DOCUMENT EXCERPT:

MAYHEM IN MUTARE: MUGABE IN MICROCOSM
The demise
of Robert Mugabe’s gangster rule, after 37 years, is no guarantee of any
improvement for that country, once considered the jewel in Africa’s crown.
An incident
in Mutare (formerly Umtali in Rhodesian days), a delightful eastern highlands
city of Zimbabwe, during a stay in 1986, epitomised the excesses of the
regime’s long misrule and the area’s dramatic history.
During the
last days of Ian Smith’s government in the Bush War of 1972-80 the beautiful
tree-lined streets of Umtali came under mortar and rocket fire , from the
adjoining heights, of neighbouring, and
Marxist, Mozambique.
With
majority rule in 1980 came a temporary peace for the 70,000 people of this
city.
However peace
in Mugabe’s state was always illusory for both black and white citizens and
seeing the impact on a community of the gangsterism of his ruling party,
ZANU-PF, was educational, to say the least.
On February
16th of that year, a 500 strong mob descended on St John’s Anglican
Cathedral, and other church premises, assaulted parishioners and priests while
the police looked on.
The
spiritual heirs of the mob that once supported Barabbas, 2000 years ago, were
there at the behest of the local strong man, Edgar Tekere (1937-2011), the
local chairman of the party in Manicaland.
This
historical cameo gives ample proof of the breakdown in the rule of law of a
beautiful country.
Tekere was a
cabinet minister in the early days of the Mugabe Government and no stranger to
controversy. Charged with the murder of a white farmer, Gerald Adams, he was
controversially acquitted and although sacked from the cabinet continued on as
political power broker.
On the day
he organised his rent-a-mob he arrived at the Cathedral and entered. Invited to
attend the service and restrain the chanting mob he declined on both counts. In
fact he went outside and invited the mob to take over. They did.
Pews were
over turned, two priests assaulted-one being dragged down the full length of
the church on his face, children thrown around and an old lady severely
buffeted and carried out in shock.

ENTRIES SHOWN:
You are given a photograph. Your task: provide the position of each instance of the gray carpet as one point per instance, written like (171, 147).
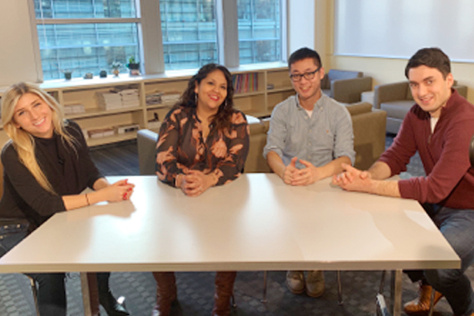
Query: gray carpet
(195, 290)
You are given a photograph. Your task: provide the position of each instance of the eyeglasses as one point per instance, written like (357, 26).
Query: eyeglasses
(306, 75)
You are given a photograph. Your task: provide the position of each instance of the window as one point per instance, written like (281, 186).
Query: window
(89, 35)
(259, 23)
(189, 33)
(85, 35)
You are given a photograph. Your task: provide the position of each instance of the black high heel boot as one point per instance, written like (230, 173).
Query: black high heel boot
(106, 298)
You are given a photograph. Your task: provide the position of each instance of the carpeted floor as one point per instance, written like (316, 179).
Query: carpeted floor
(195, 290)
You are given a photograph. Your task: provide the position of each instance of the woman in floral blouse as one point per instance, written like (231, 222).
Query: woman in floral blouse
(203, 142)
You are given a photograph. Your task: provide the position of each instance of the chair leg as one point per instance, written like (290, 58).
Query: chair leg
(264, 297)
(433, 291)
(339, 288)
(34, 291)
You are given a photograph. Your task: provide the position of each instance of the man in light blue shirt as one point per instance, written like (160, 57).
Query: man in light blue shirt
(310, 136)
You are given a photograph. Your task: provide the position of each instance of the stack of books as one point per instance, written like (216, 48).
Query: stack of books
(118, 98)
(154, 98)
(130, 98)
(170, 98)
(109, 100)
(74, 109)
(247, 82)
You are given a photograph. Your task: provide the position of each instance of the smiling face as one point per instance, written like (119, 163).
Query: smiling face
(309, 91)
(33, 115)
(211, 91)
(430, 89)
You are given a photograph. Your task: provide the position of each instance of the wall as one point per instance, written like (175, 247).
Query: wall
(386, 70)
(310, 24)
(17, 59)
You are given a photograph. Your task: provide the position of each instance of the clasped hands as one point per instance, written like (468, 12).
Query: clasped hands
(294, 176)
(194, 182)
(118, 191)
(352, 179)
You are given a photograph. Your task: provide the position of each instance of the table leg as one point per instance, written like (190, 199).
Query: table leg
(85, 294)
(397, 292)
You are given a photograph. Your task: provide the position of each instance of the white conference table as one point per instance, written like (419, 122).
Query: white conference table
(254, 223)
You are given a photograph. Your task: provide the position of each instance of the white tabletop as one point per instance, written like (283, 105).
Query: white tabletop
(254, 223)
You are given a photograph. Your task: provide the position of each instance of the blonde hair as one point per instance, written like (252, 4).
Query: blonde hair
(24, 142)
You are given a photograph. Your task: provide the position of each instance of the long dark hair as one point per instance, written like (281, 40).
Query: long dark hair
(223, 116)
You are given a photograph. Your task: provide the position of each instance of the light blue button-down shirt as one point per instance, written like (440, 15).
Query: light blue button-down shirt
(319, 139)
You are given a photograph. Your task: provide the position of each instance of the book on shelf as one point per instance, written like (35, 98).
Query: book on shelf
(162, 98)
(118, 98)
(74, 109)
(127, 128)
(101, 132)
(247, 82)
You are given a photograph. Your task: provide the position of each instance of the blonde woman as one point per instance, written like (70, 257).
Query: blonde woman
(46, 167)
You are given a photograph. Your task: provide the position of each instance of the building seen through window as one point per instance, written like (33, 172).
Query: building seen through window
(89, 35)
(189, 33)
(85, 47)
(259, 31)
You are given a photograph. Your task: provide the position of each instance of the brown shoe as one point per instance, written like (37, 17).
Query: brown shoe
(224, 283)
(314, 283)
(295, 281)
(166, 293)
(421, 305)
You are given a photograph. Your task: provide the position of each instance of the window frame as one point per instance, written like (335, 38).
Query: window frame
(150, 37)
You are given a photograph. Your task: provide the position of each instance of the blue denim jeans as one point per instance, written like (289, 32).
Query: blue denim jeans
(457, 226)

TASKS FOR THIS EXERCISE:
1 - In the article on Mutare, how many people were in the mob that descended on St John’s Anglican Cathedral?
2 - Rewrite the Mutare article from "MAYHEM IN MUTARE: MUGABE" to "in Africa’s crown.", putting "gem" in place of "jewel".
3 - Turn the paragraph of the Mutare article that begins "Tekere was a cabinet minister" into a short list, keeping its main facts.

PER-TASK ANSWERS:
1 - 500

2 -
MAYHEM IN MUTARE: MUGABE IN MICROCOSM
The demise
of Robert Mugabe’s gangster rule, after 37 years, is no guarantee of any
improvement for that country, once considered the gem in Africa’s crown.

3 -
- Tekere was a cabinet minister early in the Mugabe Government and no stranger to controversy.
- He was charged with the murder of a white farmer, Gerald Adams.
- He was controversially acquitted.
- Although sacked from the cabinet, he continued as a political power broker.